**What is being asked**
Everything from the top of the data below through the line with "box: [67, 74, 224, 467]" should be duplicated exactly, and nothing past it.

■ ■ ■ ■

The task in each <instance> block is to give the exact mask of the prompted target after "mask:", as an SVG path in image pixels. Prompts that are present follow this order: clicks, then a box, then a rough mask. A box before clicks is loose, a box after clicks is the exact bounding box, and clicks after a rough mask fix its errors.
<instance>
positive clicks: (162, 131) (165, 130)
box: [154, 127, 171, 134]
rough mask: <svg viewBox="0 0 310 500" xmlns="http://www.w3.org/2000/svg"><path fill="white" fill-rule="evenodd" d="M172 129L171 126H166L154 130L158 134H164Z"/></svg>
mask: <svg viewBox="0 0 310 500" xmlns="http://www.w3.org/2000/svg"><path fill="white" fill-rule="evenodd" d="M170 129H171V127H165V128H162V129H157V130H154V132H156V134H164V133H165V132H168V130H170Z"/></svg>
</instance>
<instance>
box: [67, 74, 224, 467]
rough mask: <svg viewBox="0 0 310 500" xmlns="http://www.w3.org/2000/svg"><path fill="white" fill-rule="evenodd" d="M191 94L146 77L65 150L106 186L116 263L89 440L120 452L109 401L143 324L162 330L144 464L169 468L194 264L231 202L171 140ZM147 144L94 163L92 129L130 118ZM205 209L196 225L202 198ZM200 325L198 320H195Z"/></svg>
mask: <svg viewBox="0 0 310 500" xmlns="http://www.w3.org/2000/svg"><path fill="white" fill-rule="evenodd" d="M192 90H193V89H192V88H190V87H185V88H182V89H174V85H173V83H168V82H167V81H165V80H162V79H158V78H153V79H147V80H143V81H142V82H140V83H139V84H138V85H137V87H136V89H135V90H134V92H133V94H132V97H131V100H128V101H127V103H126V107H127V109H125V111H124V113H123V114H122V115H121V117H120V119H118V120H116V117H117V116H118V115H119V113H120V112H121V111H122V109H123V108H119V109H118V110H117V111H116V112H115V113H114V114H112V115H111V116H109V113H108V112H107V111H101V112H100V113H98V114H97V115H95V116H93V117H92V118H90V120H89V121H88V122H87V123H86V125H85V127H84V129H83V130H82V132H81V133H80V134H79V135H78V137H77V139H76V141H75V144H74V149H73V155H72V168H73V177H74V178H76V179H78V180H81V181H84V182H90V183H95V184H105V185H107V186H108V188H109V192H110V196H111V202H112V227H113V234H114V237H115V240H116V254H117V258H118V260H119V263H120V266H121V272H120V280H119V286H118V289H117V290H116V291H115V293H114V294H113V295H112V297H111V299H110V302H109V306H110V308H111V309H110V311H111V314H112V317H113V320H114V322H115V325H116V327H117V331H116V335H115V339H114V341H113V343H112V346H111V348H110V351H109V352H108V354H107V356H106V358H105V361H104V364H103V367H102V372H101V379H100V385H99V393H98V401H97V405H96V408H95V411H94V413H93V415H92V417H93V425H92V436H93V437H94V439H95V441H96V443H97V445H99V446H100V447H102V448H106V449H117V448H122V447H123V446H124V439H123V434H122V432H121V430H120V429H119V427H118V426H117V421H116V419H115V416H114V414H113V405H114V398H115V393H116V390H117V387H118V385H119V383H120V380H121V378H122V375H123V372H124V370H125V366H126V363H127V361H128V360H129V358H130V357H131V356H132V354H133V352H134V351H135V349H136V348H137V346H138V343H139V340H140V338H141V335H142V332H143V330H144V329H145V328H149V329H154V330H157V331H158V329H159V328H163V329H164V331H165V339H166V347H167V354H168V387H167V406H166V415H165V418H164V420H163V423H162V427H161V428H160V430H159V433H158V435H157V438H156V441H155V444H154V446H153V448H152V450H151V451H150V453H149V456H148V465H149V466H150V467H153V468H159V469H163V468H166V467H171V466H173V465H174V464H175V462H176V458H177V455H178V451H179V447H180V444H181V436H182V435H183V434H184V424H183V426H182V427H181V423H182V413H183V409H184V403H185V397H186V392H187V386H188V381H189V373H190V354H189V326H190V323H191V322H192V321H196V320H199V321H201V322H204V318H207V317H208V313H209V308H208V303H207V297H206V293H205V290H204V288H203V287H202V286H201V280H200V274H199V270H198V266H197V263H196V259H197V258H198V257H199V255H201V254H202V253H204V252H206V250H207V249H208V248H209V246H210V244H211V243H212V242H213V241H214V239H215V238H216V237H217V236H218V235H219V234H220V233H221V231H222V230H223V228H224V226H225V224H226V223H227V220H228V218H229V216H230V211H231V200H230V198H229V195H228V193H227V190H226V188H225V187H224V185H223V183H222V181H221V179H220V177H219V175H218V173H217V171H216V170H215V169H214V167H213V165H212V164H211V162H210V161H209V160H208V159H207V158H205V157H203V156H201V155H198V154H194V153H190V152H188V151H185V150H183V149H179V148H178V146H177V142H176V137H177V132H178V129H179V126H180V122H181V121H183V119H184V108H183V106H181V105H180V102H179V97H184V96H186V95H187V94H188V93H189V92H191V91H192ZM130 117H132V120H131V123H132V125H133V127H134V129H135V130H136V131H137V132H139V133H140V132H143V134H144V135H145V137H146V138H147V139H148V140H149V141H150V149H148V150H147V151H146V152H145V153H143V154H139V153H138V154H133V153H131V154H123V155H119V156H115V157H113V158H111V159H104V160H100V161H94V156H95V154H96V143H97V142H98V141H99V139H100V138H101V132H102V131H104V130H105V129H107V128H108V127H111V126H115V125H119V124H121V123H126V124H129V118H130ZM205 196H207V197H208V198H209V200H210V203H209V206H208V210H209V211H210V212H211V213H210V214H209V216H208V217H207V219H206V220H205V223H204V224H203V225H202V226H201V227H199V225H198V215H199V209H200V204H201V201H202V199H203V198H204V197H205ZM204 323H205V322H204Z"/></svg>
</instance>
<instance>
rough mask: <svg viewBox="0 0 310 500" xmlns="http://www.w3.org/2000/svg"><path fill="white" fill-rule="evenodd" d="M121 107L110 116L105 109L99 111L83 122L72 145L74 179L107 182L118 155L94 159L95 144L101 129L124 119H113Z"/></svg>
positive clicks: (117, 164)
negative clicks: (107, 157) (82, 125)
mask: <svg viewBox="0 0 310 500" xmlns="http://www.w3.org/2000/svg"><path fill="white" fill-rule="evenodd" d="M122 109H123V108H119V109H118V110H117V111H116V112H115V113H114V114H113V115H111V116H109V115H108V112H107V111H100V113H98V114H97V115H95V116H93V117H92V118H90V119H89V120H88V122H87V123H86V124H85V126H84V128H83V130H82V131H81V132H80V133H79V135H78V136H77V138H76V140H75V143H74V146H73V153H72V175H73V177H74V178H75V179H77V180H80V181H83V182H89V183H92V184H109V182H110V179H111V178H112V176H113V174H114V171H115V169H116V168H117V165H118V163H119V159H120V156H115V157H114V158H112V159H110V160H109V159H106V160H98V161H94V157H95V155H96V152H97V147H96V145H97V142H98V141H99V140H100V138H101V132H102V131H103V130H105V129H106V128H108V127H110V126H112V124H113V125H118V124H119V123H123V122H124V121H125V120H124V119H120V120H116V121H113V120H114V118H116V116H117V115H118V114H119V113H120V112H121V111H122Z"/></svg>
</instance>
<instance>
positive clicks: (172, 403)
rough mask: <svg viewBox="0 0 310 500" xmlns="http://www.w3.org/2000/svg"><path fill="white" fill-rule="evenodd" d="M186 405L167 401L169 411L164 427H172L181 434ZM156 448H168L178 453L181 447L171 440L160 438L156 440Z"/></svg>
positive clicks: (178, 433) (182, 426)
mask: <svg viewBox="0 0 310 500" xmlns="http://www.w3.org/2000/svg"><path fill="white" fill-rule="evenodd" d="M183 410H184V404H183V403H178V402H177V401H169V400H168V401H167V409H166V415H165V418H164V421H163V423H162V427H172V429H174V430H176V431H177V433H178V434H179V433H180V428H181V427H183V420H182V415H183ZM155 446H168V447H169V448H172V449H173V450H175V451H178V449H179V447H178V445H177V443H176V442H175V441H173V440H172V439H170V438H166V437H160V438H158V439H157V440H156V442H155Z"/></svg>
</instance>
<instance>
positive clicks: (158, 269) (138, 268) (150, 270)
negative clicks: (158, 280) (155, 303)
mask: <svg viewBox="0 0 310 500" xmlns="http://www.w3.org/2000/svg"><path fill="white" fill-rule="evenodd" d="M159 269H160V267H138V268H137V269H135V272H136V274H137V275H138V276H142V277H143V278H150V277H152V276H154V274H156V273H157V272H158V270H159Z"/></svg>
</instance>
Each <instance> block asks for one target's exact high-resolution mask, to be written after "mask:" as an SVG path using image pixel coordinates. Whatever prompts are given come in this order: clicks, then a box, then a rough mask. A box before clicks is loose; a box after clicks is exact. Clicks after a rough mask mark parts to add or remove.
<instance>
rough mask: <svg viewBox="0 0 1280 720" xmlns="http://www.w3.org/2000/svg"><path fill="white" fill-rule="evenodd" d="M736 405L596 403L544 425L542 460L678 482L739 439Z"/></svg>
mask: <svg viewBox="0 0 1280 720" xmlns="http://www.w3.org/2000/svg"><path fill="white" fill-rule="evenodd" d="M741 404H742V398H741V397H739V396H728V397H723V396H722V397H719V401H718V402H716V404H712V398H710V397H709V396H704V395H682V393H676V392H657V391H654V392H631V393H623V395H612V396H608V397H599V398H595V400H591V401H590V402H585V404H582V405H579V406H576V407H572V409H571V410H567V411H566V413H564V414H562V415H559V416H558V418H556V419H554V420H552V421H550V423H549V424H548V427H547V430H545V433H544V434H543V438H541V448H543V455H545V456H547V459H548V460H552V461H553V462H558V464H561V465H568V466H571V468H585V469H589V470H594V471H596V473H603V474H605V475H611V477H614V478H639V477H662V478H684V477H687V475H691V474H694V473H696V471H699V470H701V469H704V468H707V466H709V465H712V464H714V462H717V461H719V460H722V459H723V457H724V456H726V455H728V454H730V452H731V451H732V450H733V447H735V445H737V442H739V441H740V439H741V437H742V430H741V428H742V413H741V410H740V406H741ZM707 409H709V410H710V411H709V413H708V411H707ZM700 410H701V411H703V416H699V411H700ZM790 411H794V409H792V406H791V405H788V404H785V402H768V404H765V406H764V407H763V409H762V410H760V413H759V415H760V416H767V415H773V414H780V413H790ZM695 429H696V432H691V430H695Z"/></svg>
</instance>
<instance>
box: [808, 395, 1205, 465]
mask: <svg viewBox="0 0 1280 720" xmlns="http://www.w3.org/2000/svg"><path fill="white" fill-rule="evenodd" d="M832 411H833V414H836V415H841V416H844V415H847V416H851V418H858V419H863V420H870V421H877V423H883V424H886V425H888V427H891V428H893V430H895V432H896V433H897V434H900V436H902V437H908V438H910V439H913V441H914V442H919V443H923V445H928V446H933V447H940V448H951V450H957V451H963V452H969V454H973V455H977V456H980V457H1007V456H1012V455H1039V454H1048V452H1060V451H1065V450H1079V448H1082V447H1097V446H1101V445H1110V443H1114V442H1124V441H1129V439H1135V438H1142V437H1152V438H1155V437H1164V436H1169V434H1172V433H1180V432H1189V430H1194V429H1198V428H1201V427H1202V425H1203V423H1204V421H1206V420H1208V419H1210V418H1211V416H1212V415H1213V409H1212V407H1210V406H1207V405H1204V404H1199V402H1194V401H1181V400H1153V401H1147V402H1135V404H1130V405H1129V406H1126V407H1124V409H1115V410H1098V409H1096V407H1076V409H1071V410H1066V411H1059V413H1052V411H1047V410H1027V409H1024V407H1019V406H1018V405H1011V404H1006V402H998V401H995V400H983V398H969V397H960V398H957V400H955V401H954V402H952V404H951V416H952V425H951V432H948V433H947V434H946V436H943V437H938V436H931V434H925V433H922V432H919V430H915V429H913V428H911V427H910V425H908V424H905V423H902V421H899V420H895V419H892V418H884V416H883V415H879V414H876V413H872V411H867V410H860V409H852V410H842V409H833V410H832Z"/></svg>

■ ■ ■ ■

**Written solution**
The task in each <instance> block is to give the exact mask of the prompted target after "mask:", as an SVG path in image pixels. Prompts that are present follow this order: clicks, then a box, then a rough mask. A box before clicks is loose, a box after clicks is the exact bounding box, and clicks after a rough mask fix its errors.
<instance>
positive clicks: (162, 131) (165, 130)
box: [154, 127, 171, 134]
rough mask: <svg viewBox="0 0 310 500" xmlns="http://www.w3.org/2000/svg"><path fill="white" fill-rule="evenodd" d="M172 129L171 126H166L154 130L158 134H164Z"/></svg>
mask: <svg viewBox="0 0 310 500" xmlns="http://www.w3.org/2000/svg"><path fill="white" fill-rule="evenodd" d="M170 129H171V127H165V128H162V129H157V130H154V132H156V134H164V133H165V132H168V130H170Z"/></svg>
</instance>
<instance>
box: [67, 74, 224, 467]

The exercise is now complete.